- [Problem details]
Copy the items below, putting "person's" wherever "woman's" appears and leaving everything else unchanged.

::: Material to process

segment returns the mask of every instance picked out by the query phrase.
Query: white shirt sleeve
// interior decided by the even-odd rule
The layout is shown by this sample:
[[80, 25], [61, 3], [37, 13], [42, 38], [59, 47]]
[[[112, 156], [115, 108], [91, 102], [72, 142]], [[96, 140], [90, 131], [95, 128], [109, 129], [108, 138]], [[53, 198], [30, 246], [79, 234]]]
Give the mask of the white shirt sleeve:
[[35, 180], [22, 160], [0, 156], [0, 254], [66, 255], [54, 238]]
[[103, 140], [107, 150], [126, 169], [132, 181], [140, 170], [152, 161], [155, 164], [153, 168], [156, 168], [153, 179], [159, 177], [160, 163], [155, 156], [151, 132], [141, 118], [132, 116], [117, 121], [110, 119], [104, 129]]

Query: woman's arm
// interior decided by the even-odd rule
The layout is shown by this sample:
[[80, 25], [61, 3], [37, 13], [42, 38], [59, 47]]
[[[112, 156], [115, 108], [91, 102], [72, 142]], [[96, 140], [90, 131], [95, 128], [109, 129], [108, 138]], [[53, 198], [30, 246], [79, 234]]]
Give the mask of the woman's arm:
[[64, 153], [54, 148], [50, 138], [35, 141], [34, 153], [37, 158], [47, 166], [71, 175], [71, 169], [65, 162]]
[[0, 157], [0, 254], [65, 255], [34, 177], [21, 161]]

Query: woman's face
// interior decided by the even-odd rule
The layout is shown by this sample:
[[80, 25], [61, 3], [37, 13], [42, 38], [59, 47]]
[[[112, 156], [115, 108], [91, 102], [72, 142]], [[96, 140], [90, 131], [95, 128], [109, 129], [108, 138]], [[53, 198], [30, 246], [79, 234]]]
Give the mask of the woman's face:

::::::

- [Complete output]
segment returns the mask of every instance picked out by the query phrase.
Query: white shirt sleeve
// interior decided by the even-odd rule
The layout is shown by this sample:
[[80, 25], [61, 3], [37, 13], [42, 38], [59, 47]]
[[[112, 156], [115, 108], [91, 102], [72, 142]], [[96, 140], [90, 131], [95, 128], [109, 129], [108, 138]], [[53, 198], [30, 246], [79, 234]]]
Give the mask of the white shirt sleeve:
[[35, 180], [22, 160], [0, 156], [0, 254], [66, 255], [54, 238]]
[[103, 140], [107, 150], [126, 169], [132, 181], [140, 170], [152, 161], [155, 164], [153, 168], [156, 168], [153, 179], [159, 177], [160, 163], [155, 156], [151, 132], [141, 118], [132, 116], [117, 121], [110, 119], [104, 129]]

Query: person's arm
// interior decided by the even-odd rule
The layout is shown by this sample:
[[80, 25], [61, 3], [37, 13], [42, 38], [59, 47]]
[[[112, 156], [115, 108], [91, 102], [72, 142]], [[96, 140], [90, 131], [95, 128], [109, 129], [108, 138]], [[53, 198], [30, 246], [79, 234]]]
Give the mask of the person's arm:
[[64, 153], [54, 148], [50, 138], [35, 141], [34, 153], [37, 158], [47, 166], [71, 175], [71, 169], [65, 162]]
[[0, 157], [0, 254], [65, 255], [34, 177], [21, 161]]

Query: person's face
// interior decided by the even-odd rule
The layout is shown by this sample:
[[80, 25], [61, 3], [37, 13], [42, 38], [59, 47]]
[[[112, 156], [115, 108], [91, 102], [72, 142]], [[96, 140], [90, 131], [95, 128], [109, 129], [108, 138]], [[53, 198], [30, 246], [79, 234]]]
Give the mask of the person's face:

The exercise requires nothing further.